Task instructions: Please pick up the forum thread on the regular expression and carry it on from its final line.
-- Extract start --
Help with regular expression
-
@Ben-1 said in Help with regular expression:
(?<=")[^"\r\n]+?\.latest:/
The file in question has 5.5 million lines of text in it (296MB), maybe it’s just too much.
I thought there might be too many quotes… try changing to
(?<=: ")[^"\r\n]+?\.latest:/
… that should only match things that come after
: "
, which should help narrow down the range of matches.I just pasted
"id" : "file.name.latest:/Custom/path/file.exe" "uid" : "file.name.latest:/Custom/path/file.exe" "sid" : "file.name.latest:/Custom/path/file.exe"
4 million times – well, really, select-all, copy, paste, so it doubles every time, so it’s really 32ⁿ=32²²=3*4.194M=12.582M lines, so there are 625MB. It does not claim it’s invalid, and while it takes a long time, it seemed to be working.
I first tried with the original, but accidentally had a space before the
(?<=")
-- Extract end --
-- Listing start --
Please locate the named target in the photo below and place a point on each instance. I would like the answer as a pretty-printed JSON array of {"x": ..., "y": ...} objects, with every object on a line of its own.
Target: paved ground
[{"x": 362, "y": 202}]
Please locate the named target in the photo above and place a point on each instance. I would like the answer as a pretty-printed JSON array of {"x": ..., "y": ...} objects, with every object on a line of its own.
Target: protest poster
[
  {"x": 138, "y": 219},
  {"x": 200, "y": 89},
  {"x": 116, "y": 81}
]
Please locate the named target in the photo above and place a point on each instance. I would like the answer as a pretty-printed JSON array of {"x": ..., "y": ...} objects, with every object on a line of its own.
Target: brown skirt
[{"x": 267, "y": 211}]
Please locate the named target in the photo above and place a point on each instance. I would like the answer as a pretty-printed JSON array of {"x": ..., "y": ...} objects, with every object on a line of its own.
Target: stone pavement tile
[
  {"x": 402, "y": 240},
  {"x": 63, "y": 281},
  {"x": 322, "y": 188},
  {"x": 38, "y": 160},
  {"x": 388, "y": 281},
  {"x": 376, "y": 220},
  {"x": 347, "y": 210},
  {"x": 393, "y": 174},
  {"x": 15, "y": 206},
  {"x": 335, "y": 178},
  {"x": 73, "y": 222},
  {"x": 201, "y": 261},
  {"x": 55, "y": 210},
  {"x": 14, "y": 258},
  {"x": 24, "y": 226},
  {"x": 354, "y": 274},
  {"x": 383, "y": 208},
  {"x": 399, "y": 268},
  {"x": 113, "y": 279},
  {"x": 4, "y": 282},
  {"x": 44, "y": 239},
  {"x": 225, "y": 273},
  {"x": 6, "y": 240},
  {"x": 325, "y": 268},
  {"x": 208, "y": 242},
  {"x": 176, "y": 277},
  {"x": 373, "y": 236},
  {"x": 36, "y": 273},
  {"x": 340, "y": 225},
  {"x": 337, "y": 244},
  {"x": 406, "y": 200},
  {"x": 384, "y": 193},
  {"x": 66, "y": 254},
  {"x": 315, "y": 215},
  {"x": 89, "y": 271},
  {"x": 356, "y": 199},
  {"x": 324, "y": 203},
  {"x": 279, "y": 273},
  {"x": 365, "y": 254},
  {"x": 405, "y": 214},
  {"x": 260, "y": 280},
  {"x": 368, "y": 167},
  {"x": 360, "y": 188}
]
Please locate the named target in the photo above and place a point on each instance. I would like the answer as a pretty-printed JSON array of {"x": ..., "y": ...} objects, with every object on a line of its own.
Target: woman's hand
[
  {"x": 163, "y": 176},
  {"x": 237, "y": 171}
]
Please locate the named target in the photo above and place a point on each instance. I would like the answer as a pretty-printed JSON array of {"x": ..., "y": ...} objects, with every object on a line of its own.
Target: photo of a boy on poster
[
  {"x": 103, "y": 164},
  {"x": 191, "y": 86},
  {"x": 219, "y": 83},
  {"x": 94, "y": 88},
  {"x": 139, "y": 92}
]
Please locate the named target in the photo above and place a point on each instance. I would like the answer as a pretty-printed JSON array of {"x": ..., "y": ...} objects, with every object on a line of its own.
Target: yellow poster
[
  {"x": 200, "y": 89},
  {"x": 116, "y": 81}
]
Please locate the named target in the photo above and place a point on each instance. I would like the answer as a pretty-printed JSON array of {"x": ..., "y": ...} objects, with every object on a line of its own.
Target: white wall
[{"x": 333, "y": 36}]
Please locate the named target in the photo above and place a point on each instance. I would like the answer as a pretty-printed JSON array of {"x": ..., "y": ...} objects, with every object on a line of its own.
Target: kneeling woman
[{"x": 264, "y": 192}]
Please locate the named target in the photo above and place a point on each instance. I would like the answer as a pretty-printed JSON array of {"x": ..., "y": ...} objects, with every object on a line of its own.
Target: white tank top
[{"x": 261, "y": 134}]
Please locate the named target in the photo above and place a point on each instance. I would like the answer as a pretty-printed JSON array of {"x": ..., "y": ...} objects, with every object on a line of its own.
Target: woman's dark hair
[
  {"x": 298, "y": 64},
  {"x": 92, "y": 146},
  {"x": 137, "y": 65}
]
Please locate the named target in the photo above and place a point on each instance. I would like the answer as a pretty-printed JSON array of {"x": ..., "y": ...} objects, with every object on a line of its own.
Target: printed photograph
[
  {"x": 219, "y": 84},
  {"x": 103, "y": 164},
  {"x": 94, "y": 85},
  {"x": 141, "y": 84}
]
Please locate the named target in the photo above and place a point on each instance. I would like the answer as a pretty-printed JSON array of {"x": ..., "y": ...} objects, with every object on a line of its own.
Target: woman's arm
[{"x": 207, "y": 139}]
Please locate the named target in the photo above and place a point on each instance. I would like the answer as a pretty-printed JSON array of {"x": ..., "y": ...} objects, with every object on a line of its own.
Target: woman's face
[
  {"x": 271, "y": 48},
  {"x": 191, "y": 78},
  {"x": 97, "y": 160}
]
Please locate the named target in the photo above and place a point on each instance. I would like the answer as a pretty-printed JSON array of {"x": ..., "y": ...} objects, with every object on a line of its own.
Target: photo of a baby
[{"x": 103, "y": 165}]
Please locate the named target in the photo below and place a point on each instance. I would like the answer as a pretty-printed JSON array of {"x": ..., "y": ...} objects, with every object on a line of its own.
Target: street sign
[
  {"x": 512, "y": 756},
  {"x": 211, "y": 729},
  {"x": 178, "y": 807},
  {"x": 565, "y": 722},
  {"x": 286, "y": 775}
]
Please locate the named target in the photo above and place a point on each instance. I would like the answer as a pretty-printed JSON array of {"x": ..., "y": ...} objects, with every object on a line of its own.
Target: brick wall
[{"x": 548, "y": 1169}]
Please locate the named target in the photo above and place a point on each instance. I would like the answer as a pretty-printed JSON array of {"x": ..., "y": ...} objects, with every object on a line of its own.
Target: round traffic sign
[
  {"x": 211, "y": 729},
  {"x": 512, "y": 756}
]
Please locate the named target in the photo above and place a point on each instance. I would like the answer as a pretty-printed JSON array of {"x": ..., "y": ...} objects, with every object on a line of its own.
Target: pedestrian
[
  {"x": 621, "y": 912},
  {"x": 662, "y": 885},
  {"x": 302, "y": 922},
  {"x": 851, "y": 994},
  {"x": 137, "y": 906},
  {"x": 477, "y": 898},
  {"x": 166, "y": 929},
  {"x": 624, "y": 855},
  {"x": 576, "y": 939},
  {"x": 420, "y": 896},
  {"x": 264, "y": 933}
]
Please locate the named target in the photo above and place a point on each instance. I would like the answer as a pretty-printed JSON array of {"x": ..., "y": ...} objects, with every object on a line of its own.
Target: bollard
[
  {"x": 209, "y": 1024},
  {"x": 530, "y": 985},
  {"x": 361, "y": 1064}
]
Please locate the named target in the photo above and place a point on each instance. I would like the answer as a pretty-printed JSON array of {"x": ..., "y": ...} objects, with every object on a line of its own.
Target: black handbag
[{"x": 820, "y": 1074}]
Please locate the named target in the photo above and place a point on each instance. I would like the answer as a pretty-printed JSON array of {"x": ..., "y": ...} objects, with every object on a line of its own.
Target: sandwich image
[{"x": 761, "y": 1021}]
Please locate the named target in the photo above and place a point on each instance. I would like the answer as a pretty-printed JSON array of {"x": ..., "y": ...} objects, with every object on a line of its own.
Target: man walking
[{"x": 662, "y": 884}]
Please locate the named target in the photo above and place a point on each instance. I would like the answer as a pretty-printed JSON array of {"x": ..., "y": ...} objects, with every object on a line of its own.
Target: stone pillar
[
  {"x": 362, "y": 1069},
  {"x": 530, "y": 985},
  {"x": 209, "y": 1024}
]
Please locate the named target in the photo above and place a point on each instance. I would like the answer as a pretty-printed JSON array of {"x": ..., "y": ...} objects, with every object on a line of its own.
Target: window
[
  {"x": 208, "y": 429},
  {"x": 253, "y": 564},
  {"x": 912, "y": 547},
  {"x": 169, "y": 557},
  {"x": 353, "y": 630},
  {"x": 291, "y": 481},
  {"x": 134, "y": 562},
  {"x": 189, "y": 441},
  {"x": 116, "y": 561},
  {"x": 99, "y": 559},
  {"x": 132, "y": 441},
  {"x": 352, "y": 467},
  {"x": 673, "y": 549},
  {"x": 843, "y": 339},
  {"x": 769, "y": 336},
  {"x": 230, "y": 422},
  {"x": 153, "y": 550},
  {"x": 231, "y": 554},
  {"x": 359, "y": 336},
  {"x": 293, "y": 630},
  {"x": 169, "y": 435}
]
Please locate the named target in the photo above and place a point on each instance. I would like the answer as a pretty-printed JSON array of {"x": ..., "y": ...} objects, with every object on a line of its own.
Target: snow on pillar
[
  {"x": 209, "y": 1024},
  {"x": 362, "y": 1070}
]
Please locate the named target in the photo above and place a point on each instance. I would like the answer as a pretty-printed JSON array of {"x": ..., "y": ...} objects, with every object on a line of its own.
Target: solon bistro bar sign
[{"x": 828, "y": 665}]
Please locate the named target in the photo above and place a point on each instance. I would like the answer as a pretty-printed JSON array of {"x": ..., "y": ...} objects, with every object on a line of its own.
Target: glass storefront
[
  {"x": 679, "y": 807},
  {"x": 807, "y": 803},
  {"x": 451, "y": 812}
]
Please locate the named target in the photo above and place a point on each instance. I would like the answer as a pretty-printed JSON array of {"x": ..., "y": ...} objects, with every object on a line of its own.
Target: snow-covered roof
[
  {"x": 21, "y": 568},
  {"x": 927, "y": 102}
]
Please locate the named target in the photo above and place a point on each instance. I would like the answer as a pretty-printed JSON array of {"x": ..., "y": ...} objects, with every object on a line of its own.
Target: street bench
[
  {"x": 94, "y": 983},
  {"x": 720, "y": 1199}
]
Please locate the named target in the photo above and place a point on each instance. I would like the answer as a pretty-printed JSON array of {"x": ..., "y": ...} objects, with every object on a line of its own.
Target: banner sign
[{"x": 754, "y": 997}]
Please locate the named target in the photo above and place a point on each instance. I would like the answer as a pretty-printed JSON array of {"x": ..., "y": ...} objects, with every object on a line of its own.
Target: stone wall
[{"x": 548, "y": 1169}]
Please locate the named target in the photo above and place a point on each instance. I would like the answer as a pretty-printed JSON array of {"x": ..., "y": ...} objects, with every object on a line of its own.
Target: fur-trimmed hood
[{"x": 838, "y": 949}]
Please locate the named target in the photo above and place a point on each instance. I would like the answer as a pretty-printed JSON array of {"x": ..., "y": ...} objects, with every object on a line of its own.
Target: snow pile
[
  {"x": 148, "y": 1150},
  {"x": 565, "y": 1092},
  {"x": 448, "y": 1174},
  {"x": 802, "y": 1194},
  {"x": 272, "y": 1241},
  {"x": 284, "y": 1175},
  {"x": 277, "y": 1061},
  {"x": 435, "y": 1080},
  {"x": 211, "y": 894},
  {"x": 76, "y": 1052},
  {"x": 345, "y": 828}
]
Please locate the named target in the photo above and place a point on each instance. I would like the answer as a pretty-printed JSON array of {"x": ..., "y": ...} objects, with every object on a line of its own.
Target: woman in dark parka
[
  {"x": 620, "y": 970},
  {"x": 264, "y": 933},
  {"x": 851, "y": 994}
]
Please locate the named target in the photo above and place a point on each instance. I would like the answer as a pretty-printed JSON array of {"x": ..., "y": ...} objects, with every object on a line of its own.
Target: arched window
-- Listing end --
Output of the exercise:
, and it gave me the error you showed when I tried to FIND; when I deleted that space, and did just a FIND, it had no problem finding the next few occurrences. So it’s not giving the error. Though when I did the Replace All, it’s taken at least 5 minutes without any apparent progress… Notepad++ does have performance issues with files that are more than a hundred megabytes.Unfortunately, after another 5 minutes while I wrote up my reply, it still hasn’t finished for me, so I’m cancelling it – oh, no, just as I wrote that, it finished. The search with
(?<=")[^"\r\n]+?\.latest:/
worked for me with 625MB.But maybe your machine has different memory limitations than mine does.
Try seeing if the more-restrictive
(?<=: ")[^"\r\n]+?\.latest:/
works for you. If you have a way to break up the 300MB file into smaller chunks, I might recommend trying that, too.And Terry posted this while I was writing mine up:
Find What:
"[^:]+:/
I’d recommend a modified
"[^:"\r\n]+?"
, otherwise it might still hit the problem of trying to wrap lines and being too greedy, if you have some data in the middle that doesn’t fit your simple format -
This is strange. None of those work for these larger files. Sadly, these files contains confidential information otherwise I’d just upload it. Tried restarting the computer just to make sure it wasn’t some odd memory issue, but this system has 64GB of RAM on 64bit OS so it shouldn’t be a memory limitation.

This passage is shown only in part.